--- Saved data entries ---
▼
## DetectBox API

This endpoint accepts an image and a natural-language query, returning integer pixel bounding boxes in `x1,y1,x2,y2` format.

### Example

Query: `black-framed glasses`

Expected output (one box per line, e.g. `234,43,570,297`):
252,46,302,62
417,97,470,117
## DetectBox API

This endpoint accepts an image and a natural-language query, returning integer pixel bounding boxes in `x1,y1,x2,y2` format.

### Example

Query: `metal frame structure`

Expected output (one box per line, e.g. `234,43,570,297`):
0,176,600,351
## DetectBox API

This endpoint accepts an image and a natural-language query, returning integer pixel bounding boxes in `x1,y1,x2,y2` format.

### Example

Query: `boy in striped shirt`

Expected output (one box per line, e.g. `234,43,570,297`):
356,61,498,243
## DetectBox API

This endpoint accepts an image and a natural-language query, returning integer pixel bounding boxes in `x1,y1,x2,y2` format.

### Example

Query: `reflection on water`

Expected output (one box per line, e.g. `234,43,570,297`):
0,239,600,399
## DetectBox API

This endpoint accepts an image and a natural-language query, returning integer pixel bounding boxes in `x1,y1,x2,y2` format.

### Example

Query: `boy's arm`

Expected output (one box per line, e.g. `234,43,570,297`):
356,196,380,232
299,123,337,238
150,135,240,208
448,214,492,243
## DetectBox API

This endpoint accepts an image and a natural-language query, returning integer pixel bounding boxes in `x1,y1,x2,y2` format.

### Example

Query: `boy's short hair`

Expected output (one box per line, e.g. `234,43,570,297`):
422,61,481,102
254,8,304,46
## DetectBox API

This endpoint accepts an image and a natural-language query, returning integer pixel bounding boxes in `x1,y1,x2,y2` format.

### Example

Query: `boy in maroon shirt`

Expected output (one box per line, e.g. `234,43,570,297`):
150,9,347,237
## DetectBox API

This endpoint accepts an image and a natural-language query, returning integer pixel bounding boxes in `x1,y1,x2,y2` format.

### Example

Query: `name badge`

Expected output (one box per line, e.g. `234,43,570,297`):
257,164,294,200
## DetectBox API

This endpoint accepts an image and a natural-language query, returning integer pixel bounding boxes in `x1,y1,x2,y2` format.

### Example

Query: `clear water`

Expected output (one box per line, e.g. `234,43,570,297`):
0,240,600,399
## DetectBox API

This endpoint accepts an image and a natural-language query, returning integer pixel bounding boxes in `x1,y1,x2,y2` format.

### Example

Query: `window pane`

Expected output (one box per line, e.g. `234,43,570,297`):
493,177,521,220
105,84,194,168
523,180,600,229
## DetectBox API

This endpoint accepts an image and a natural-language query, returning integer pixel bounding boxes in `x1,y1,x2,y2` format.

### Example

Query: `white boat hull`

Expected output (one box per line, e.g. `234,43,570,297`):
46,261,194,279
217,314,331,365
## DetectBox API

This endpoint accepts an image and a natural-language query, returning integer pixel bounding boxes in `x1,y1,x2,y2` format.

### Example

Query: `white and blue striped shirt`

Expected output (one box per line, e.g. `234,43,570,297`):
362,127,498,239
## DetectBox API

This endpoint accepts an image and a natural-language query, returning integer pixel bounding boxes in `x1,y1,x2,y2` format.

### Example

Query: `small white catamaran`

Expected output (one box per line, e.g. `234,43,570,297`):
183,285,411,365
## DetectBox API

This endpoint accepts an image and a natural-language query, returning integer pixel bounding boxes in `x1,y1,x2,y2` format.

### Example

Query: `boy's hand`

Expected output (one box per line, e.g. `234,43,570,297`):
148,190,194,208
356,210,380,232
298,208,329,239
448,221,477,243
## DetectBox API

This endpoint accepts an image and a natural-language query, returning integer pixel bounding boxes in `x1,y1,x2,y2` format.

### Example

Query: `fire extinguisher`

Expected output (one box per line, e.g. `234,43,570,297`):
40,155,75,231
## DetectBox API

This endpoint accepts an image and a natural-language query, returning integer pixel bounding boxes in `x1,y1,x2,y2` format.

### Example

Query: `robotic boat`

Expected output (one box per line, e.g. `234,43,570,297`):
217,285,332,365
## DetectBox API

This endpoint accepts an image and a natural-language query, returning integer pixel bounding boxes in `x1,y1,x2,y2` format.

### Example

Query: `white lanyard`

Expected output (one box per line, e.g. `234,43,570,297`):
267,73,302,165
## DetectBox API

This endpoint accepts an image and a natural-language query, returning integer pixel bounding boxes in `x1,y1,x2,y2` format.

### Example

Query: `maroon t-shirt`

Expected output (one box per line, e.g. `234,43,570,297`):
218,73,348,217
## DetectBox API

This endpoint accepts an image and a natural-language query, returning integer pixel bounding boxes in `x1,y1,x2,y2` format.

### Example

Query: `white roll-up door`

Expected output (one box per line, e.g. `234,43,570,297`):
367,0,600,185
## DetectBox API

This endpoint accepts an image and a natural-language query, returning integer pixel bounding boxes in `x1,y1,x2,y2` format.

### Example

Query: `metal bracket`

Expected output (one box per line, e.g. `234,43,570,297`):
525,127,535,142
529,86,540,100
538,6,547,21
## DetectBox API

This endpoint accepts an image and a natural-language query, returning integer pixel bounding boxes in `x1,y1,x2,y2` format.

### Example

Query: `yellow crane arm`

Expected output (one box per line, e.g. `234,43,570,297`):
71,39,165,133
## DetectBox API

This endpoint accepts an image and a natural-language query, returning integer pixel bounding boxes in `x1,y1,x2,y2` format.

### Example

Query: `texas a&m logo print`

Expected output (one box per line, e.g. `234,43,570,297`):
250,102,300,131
▲
--- Exercise objective ---
Which lines in the data above contain the string "striped"? Locate each one and copy it out in full.

--- Solution to this task ---
Query: `boy in striped shirt`
Query: `white and blue striped shirt`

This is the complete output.